_INPUT DATA_.
● ● ●

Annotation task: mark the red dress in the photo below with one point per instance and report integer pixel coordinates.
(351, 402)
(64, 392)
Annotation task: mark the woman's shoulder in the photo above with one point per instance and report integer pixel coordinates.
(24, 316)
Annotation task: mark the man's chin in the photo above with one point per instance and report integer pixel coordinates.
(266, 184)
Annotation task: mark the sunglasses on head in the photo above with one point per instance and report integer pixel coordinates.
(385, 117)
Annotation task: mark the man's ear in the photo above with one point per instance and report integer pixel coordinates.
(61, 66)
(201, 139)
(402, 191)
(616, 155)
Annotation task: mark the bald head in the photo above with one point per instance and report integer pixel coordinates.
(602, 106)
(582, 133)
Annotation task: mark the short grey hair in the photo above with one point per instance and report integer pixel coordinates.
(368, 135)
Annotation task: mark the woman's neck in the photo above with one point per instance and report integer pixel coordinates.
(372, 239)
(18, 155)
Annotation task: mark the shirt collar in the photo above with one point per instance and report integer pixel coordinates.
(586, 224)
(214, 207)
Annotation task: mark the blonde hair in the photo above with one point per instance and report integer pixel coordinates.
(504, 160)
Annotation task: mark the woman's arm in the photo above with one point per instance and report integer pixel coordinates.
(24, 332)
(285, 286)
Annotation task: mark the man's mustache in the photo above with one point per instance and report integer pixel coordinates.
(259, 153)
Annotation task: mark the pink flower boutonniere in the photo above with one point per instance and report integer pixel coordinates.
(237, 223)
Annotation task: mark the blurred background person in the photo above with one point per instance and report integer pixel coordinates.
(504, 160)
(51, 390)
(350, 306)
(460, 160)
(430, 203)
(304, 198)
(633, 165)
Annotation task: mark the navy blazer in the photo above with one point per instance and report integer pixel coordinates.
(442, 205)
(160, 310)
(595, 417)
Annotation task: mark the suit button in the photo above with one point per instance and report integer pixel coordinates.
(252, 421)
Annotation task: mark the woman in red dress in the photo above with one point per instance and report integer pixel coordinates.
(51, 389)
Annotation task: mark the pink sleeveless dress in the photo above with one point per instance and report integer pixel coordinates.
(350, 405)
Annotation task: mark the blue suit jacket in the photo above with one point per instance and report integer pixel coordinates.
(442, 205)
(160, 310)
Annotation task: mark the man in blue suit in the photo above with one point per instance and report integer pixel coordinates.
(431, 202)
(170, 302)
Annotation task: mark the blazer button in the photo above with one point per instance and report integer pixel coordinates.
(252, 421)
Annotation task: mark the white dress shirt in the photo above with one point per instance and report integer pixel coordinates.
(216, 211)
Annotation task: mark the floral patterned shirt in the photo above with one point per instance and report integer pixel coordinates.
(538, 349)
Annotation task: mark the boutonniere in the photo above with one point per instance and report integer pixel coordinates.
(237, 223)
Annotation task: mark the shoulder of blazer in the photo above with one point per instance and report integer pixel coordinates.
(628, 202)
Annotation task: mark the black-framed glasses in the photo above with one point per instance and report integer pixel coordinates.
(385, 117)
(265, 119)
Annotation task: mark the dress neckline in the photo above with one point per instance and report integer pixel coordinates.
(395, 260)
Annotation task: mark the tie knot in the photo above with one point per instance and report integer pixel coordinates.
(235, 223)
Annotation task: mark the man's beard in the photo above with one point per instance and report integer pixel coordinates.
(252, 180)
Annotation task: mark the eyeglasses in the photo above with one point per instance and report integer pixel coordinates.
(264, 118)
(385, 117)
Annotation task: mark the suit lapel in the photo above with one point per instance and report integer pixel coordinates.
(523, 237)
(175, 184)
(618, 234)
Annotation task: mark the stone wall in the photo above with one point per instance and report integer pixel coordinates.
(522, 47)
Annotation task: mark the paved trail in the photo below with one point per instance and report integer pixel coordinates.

● ● ●

_PROBLEM DETAILS_. Copy all the records exactly so that no character differs from the source.

_RESPONSE_.
Annotation task: mark the red dress in the photo below with one point per instance and report integer pixel coordinates.
(351, 402)
(64, 392)
Annotation task: mark the woman's shoulder in the photo above with one point per instance and report integer pixel coordinates.
(24, 316)
Annotation task: mark the man's chin in the photo above with one point per instance and report integer pixel coordinates.
(266, 184)
Annotation task: mark the sunglasses on head in the photo above with one point per instance and report integer pixel coordinates.
(385, 117)
Annotation task: mark the man's ear in the photo above with one point per instance and report integer pixel coordinates.
(61, 66)
(201, 139)
(402, 191)
(616, 155)
Annotation task: mark the bald head in the photo above with one point per instance and report integer pixel coordinates.
(602, 106)
(582, 133)
Annotation task: mark the short grey hair in the photo above with one point per instance and report integer pixel coordinates.
(368, 135)
Annotation task: mark the woman's neck in the photo above with one point per instance and report integer pixel coordinates.
(372, 239)
(18, 155)
Annotation task: mark the shirt collar in the photo above with one point per instance and report integer pixel coordinates.
(586, 224)
(214, 207)
Annotation task: mark the blonde hair in the photo above with one point per instance and report integer pixel coordinates.
(504, 160)
Annotation task: mark the woman's arm in the photo above with one point per instance and report integer pixel coordinates.
(24, 332)
(285, 286)
Annotation task: mark the man's mustache in the photo above with one point per instance and report integer pixel coordinates.
(259, 153)
Annotation task: mark the pink flower boutonniere in the photo above with one point per instance and report integer pixel coordinates.
(237, 223)
Annotation task: mark the blurred background person in the photo above with one point per instance and report integer pixel coordinates.
(504, 160)
(51, 390)
(350, 306)
(460, 160)
(430, 203)
(304, 198)
(633, 165)
Annotation task: mark the navy blazer in the photo above with one point per instance and report integer pixel coordinates.
(442, 205)
(160, 310)
(595, 417)
Annotation task: mark the suit button in the photo above with one point per instance and report integer pixel coordinates.
(252, 421)
Annotation task: mark the woman in red dress in the photo above with one point per instance and report integer pixel coordinates.
(51, 389)
Annotation task: mark the pink sleeveless dress in the photo above with one point per instance and report integer pixel coordinates.
(350, 405)
Annotation task: mark the blue suit jacket in the photo above with one point per instance and report integer pixel coordinates.
(442, 205)
(160, 310)
Annotation task: mark the man in blue suit in the photo above with one point per instance and report integer pixel coordinates.
(431, 202)
(170, 302)
Annotation task: mark the blazer button in the photo above with one point per instance and report integer pixel coordinates.
(252, 421)
Annotation task: mark the white dress shirt in the photo above with one point per instance and report integer pixel coordinates.
(216, 211)
Annotation task: mark the floral patterned shirt in the photo above with one point per instance and report integer pixel coordinates.
(538, 349)
Annotation task: mark the boutonniere in the photo above with one point per instance and report integer pixel coordinates.
(237, 223)
Annotation task: mark the shoulder of blazer in the photo above with one point per instance and report integer pixel coordinates.
(628, 202)
Annotation task: mark the black-framed glasses in the photo above with one point per instance and report integer pixel coordinates.
(385, 117)
(265, 119)
Annotation task: mark the dress neckline in the photo above with one point per instance and report integer pixel coordinates.
(395, 260)
Annotation task: mark the tie knot in the photo above with one point per instance and report integer pixel coordinates.
(235, 223)
Annotation task: mark the man's beard in the photo above with one point per instance and report integer pixel coordinates.
(252, 180)
Annotation task: mark the eyeglasses in the photo above with one point per instance and report integer pixel coordinates.
(264, 118)
(385, 117)
Annotation task: mark the suit lapel in the photo above with one point per instance and report integer pixel coordinates.
(523, 237)
(175, 184)
(618, 234)
Annotation task: mark the stone wall in the photo above with one point per instance and report integer pixel coordinates.
(522, 47)
Annotation task: mark the paved trail in the photo below with one point per instance and report integer pixel coordinates.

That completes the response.